======== ENTRIES PROVIDED
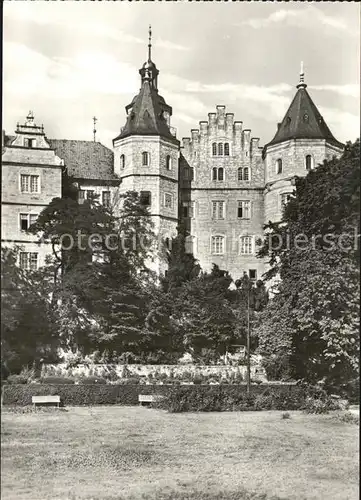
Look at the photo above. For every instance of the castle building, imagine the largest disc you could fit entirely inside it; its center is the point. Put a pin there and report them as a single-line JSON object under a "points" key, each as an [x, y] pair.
{"points": [[219, 183]]}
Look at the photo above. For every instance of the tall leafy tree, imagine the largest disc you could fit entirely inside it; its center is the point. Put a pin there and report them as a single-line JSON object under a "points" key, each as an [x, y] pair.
{"points": [[312, 322]]}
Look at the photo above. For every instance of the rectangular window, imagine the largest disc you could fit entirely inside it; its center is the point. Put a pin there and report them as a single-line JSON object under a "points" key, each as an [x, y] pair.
{"points": [[285, 198], [188, 209], [246, 245], [253, 274], [217, 210], [29, 183], [168, 200], [26, 220], [145, 198], [244, 210], [217, 245], [81, 196], [29, 261], [106, 198]]}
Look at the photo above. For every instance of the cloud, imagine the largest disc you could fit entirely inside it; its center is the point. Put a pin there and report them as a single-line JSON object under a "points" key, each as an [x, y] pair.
{"points": [[41, 15], [351, 90], [305, 17], [30, 73]]}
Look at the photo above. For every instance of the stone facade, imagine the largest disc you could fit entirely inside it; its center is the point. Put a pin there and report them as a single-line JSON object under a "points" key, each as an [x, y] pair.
{"points": [[31, 178]]}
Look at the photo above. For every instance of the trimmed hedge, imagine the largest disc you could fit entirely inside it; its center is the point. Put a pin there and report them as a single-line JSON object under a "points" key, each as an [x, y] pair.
{"points": [[99, 394]]}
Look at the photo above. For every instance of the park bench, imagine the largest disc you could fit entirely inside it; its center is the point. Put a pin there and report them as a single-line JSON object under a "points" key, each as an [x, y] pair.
{"points": [[148, 398], [46, 400]]}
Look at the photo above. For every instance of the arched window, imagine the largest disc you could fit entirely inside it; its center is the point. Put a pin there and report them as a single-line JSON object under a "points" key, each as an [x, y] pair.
{"points": [[309, 162], [279, 166], [168, 162], [145, 159]]}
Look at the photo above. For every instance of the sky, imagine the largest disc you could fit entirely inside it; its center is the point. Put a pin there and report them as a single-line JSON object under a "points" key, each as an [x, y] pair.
{"points": [[69, 61]]}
================
WRITTEN TASK. Leave out the pictures and copy every record above exactly.

SOLUTION FOR THIS EXERCISE.
Look at the photo above. For every instance of the castle building, imagine the largest disc you could fit entirely inside it; its center is the point. Put a pin there and report them as a single-line JSON object under a "points" key, each as an [x, y] pair.
{"points": [[219, 183]]}
Look at the photo above. For every instance of the tall leafy tree, imagine the largest disc you could fit entirely inside it; its center is the point. Put a pin there and report them as a single-line JSON object under a "points" key, each as an [x, y] pair.
{"points": [[312, 322]]}
Look at the photo above. For every instance of the rectangular window, imagine the largest disc you could fit entirely inside it; its center is the point. Put a pin there and report them as a single-line JSON object under a "points" key, each as an [x, y] pair.
{"points": [[285, 198], [188, 209], [246, 245], [253, 274], [217, 210], [29, 183], [168, 200], [26, 220], [145, 198], [244, 210], [217, 245], [81, 196], [29, 261], [106, 198]]}
Look at the photo above. For every instance of the cloud, imagine the largest disc you could fit entirely inside it; its center is the point. Put a pin there and report them as a single-line JSON object under a "points" key, each as an [x, y] pair.
{"points": [[41, 15], [351, 90], [305, 17], [30, 73]]}
Look at the photo above. For every instance of the stone facade, imagine the largest disc you could fit entirely inside it; its center is the point. Put a pin there and report them as a single-line JSON object under a "points" key, each as an [x, y] pair.
{"points": [[31, 178]]}
Look at the photo above. For every instance of the trimmed hedge, imagine the largest disc you could fit entirely inside it; its center is the point. Put a pin there and report them as a single-line JSON object under a "points" key, each as an [x, y] pair.
{"points": [[99, 394]]}
Look at the photo above. For every instance of the park bench, imagine the largest disc you could fit entirely inside it; its center is the point. Put a pin there and report them as a single-line JSON object under a "points" key, each as an [x, y] pair.
{"points": [[148, 398], [46, 400]]}
Look at the photo above. For every instance of the arched window, imagine the largest disc you could fit entirely inside it; its center is the point. Put a pin there and report them as a single-line JSON object under a "points" key, each as an [x, y] pair.
{"points": [[309, 162], [279, 166], [168, 162], [145, 159]]}
Look at the photo above. For every instance of the sky, imagine the largest disc you could fit entirely inside it; its center is the point. Put a pin there and report them as a single-line JSON object under a "points" key, each as an [x, y] pair.
{"points": [[69, 61]]}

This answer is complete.